_DATA EXCERPTS_
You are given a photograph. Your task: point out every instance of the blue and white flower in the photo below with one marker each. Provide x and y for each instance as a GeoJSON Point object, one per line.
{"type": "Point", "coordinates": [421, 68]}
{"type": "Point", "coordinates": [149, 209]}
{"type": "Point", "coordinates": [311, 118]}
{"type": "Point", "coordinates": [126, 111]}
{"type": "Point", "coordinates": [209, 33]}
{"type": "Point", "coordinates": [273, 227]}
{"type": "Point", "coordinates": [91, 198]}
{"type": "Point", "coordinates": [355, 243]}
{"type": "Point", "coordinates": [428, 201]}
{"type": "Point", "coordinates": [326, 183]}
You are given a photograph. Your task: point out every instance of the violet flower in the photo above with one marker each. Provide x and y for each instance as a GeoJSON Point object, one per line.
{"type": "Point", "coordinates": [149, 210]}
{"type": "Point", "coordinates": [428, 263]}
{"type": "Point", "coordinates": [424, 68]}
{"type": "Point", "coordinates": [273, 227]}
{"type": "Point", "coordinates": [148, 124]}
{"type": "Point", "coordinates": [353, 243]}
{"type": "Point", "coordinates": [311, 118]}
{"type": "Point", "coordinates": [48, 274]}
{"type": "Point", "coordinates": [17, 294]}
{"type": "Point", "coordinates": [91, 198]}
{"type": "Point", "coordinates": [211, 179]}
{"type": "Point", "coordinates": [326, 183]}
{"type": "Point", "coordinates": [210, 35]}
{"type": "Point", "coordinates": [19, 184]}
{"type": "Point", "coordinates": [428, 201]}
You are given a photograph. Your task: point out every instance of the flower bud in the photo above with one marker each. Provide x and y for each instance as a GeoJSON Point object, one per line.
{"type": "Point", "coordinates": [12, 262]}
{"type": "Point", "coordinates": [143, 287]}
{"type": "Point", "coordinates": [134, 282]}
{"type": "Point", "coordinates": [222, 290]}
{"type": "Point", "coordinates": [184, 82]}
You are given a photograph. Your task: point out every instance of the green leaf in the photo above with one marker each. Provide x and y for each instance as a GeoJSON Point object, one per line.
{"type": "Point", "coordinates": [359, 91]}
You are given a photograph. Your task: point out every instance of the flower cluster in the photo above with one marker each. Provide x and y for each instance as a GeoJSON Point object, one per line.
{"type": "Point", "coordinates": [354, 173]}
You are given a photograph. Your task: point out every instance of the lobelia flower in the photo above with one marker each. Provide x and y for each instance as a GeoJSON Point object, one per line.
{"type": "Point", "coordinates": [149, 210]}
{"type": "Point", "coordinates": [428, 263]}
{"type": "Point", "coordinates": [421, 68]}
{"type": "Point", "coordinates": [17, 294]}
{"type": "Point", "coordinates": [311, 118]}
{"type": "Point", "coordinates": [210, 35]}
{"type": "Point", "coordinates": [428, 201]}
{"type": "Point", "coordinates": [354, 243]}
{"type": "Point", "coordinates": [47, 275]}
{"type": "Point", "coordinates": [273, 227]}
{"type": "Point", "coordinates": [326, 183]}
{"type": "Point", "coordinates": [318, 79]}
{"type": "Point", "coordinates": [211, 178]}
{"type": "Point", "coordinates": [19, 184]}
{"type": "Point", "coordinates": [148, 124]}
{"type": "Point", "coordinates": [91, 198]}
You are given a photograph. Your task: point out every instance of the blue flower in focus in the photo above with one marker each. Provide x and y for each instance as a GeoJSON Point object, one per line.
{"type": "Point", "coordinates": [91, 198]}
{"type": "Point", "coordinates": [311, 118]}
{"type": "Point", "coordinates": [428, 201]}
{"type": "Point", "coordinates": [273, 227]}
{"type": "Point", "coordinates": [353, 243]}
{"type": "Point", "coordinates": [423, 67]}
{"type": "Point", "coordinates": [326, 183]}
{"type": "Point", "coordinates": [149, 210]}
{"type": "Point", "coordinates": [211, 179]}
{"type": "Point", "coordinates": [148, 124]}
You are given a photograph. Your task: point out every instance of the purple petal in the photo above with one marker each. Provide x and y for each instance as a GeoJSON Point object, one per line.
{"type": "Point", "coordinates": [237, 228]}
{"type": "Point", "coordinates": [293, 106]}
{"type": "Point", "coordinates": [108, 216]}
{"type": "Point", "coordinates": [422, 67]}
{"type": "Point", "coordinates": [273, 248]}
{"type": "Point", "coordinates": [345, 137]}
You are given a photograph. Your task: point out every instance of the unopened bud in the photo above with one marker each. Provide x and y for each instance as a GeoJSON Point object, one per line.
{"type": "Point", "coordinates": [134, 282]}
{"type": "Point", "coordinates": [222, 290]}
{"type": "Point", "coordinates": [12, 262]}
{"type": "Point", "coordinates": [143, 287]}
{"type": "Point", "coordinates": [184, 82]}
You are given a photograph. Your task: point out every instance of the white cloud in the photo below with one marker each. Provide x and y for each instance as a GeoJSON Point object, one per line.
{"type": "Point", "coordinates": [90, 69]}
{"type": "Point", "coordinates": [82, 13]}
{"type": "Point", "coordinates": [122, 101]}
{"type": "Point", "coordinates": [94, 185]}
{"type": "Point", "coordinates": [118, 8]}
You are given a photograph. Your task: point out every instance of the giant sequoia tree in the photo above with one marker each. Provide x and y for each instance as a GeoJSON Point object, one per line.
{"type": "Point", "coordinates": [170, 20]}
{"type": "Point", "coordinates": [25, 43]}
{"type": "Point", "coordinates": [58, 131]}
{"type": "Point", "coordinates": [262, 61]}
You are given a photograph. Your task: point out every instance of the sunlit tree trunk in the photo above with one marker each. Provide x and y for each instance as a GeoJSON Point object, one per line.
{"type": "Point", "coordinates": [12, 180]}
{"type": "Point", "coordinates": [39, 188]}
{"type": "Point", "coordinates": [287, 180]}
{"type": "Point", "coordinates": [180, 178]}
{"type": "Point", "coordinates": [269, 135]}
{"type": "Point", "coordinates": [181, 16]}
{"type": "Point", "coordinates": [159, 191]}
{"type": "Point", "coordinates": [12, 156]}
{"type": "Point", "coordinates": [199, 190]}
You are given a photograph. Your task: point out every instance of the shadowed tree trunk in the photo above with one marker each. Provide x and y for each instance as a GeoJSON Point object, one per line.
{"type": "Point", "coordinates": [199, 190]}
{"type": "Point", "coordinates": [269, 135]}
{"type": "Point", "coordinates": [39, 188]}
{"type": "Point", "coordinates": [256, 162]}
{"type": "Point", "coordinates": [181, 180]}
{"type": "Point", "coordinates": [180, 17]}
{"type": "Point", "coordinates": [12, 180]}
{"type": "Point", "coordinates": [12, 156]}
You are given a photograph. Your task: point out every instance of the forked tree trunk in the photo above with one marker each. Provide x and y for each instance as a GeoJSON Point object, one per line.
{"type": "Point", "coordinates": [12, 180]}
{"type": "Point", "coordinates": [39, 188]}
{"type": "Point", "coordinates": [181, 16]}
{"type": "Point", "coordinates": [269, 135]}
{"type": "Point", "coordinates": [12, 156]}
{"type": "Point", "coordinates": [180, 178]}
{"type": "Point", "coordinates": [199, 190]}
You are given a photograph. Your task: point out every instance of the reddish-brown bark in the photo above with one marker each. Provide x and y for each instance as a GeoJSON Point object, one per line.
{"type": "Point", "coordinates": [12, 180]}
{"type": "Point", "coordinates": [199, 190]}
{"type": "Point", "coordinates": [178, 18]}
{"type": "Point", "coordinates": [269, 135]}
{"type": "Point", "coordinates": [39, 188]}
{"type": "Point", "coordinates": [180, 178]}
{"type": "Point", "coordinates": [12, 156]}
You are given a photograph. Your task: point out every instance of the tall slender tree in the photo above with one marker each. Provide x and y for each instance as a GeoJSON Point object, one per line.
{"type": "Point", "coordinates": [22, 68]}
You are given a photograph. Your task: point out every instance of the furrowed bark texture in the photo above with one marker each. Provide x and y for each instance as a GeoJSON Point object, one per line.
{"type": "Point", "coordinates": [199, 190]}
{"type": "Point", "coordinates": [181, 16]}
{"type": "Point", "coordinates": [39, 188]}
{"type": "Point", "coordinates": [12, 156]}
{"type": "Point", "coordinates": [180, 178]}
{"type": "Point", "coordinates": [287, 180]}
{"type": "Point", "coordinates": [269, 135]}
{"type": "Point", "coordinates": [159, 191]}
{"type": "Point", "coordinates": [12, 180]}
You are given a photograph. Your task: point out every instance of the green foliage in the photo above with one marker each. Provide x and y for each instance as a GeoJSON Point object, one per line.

_EXERCISE_
Copy the rows word for word, from the line containing "of the furrowed" up to and including the last line of the rows.

_ANSWER TO THIS EXERCISE_
You are given a photograph. Your task: point out every instance of the furrowed bark texture in the photo above with one marker each. Provide x and y for each instance as a GeoJSON Point object, one per line.
{"type": "Point", "coordinates": [199, 190]}
{"type": "Point", "coordinates": [181, 16]}
{"type": "Point", "coordinates": [39, 188]}
{"type": "Point", "coordinates": [12, 156]}
{"type": "Point", "coordinates": [180, 178]}
{"type": "Point", "coordinates": [287, 180]}
{"type": "Point", "coordinates": [269, 135]}
{"type": "Point", "coordinates": [159, 191]}
{"type": "Point", "coordinates": [12, 180]}
You are given a photograph. Your task: point out every instance of the green foliage in the photo above with one marker each. Provide x and y for each instance as a GeoJSON Point object, one per line.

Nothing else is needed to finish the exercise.